** Opening DATA UNDER STUDY block **

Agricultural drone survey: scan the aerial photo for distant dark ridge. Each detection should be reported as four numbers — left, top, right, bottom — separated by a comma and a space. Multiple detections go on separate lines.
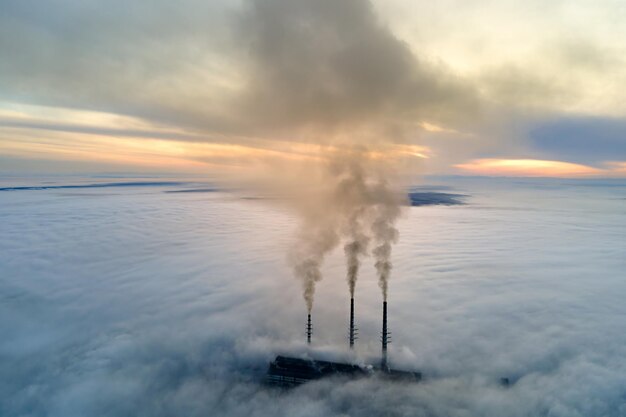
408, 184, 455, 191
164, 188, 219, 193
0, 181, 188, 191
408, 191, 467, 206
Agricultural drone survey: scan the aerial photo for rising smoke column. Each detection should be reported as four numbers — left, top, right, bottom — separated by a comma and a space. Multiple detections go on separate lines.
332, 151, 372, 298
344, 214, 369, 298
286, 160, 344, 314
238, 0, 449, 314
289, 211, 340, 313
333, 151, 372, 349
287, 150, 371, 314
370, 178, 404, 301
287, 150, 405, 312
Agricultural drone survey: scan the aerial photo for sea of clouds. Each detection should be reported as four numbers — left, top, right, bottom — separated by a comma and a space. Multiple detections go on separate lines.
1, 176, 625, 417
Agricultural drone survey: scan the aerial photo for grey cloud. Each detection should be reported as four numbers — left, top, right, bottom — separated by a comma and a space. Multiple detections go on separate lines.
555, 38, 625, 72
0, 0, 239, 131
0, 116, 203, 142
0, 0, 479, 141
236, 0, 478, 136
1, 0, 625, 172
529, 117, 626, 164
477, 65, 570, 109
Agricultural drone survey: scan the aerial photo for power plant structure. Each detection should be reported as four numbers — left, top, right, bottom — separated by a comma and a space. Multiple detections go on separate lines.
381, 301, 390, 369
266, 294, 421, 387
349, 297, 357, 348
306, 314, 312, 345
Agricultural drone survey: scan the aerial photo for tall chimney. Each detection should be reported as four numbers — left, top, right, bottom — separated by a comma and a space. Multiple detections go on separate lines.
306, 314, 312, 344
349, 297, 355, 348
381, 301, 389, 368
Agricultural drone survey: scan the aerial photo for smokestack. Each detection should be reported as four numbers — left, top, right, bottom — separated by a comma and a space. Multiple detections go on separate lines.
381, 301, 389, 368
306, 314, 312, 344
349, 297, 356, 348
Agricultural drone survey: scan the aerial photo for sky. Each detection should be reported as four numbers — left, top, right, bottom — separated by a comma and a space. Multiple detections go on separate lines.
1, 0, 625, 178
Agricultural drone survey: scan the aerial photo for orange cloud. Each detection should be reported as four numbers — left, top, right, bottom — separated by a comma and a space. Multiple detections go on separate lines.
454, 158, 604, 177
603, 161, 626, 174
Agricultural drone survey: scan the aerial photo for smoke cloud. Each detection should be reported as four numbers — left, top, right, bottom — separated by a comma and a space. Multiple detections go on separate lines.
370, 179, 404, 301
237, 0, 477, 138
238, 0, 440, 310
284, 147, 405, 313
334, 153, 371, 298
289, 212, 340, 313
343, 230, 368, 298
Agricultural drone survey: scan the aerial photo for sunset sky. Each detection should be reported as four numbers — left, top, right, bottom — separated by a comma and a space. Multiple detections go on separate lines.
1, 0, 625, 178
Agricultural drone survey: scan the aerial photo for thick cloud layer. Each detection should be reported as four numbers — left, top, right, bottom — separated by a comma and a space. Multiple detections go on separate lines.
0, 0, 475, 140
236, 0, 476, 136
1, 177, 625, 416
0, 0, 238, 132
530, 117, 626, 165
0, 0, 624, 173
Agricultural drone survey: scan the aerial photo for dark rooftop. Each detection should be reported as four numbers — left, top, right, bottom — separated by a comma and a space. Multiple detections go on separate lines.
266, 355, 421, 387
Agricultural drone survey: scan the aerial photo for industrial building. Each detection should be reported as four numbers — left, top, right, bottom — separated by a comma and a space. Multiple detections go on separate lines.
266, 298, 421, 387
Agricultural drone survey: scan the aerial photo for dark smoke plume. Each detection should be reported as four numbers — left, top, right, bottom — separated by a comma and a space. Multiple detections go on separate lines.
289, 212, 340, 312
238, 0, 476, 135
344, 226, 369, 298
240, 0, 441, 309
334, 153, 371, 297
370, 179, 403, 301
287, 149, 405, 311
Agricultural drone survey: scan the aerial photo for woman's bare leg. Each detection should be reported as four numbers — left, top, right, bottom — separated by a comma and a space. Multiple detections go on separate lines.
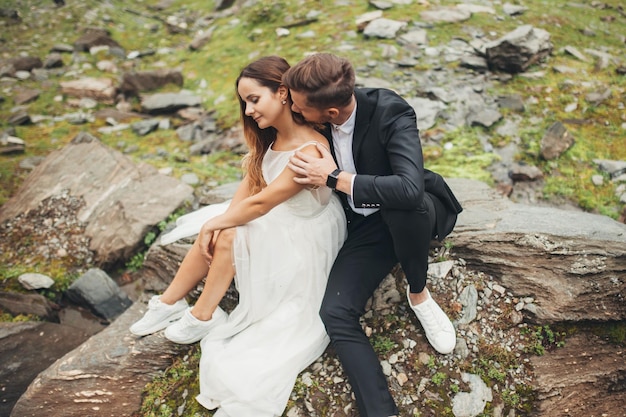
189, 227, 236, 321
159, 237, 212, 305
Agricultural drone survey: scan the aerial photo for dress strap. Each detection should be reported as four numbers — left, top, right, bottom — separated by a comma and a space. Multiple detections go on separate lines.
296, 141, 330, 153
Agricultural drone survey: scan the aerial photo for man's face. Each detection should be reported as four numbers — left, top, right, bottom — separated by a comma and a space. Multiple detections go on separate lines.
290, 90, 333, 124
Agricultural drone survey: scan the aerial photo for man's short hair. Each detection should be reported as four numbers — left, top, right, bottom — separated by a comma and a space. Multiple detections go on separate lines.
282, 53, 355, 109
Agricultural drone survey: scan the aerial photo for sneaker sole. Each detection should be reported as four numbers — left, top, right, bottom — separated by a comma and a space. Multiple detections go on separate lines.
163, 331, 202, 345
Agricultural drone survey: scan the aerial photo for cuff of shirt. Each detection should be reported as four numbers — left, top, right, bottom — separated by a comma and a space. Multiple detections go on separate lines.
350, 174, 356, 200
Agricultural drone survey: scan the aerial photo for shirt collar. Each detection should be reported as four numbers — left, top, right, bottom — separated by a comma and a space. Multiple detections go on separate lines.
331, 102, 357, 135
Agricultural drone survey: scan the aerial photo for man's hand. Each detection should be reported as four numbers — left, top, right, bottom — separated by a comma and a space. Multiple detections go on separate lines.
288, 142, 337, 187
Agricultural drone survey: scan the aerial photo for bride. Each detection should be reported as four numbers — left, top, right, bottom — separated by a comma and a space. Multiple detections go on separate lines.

** Closing DATA UNDER STUDY block **
** Opening DATA UNDER STUDY block **

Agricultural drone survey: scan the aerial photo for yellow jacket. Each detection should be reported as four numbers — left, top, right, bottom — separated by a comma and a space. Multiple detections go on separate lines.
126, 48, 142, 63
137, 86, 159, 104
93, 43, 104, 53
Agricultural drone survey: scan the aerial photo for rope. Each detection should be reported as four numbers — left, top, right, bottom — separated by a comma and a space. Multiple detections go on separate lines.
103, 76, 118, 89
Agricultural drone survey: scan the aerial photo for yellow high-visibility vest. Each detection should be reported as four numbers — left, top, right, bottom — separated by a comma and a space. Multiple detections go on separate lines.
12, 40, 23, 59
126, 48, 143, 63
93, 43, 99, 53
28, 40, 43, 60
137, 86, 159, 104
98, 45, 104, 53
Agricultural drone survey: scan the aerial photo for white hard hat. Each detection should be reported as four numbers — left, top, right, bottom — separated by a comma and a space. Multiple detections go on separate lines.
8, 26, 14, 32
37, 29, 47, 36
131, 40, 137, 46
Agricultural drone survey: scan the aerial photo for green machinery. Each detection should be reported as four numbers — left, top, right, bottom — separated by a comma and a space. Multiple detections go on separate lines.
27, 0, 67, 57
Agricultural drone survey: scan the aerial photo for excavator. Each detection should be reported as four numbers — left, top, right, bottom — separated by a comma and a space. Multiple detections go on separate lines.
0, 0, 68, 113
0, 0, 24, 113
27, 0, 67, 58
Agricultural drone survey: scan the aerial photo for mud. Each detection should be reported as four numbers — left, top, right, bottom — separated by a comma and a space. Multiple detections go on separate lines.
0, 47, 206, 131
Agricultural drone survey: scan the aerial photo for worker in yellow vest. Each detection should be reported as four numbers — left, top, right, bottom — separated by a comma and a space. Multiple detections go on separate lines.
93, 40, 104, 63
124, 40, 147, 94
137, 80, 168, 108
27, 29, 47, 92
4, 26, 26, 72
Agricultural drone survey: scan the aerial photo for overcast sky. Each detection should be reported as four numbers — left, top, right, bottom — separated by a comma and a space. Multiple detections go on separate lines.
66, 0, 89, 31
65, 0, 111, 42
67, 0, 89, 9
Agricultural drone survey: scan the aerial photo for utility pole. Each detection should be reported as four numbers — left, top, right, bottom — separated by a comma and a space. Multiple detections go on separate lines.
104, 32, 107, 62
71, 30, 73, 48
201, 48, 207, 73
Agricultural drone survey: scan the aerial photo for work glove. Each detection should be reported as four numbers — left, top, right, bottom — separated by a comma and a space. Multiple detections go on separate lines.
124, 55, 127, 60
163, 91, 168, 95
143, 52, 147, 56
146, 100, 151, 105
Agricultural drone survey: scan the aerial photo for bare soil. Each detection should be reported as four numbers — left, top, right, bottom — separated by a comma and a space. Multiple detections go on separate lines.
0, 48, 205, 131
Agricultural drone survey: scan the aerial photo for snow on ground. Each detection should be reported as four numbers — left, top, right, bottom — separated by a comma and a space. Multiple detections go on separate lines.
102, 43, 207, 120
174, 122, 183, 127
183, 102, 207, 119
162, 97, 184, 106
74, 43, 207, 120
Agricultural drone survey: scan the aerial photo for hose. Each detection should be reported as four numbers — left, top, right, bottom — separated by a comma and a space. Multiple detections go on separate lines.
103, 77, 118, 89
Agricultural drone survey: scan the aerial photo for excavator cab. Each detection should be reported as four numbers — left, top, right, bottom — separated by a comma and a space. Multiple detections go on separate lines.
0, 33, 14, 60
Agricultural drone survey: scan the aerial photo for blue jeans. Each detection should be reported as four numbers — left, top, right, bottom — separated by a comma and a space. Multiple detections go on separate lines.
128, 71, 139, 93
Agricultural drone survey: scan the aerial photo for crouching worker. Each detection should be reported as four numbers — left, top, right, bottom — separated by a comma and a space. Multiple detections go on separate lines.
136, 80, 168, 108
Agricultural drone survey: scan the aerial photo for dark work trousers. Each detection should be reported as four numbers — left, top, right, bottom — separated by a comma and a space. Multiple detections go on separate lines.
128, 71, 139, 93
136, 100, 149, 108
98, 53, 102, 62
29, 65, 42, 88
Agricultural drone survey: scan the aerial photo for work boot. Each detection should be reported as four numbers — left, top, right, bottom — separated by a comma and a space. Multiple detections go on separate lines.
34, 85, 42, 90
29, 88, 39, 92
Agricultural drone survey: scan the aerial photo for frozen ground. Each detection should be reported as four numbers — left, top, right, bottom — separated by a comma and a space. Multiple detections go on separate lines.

** Closing DATA UNDER STUDY block **

• [PROBLEM DESCRIPTION] Transcribe the records above from the line holding "Agricultural drone survey: scan the aerial photo for work boot." down to the line holding "Agricultural drone survey: scan the aerial photo for frozen", inclusive, without adding anything.

• [YOUR RESPONSE]
Agricultural drone survey: scan the aerial photo for work boot. Each detection should be reported as four numbers — left, top, right, bottom — separated by a comma and a space. Multiple detections go on separate lines.
34, 85, 42, 90
29, 88, 39, 92
Agricultural drone survey: scan the aerial photo for frozen ground. Each detection should be reported as four numbers — left, top, right, bottom — separated by a comma and a space. Multiple detections go on separate lines.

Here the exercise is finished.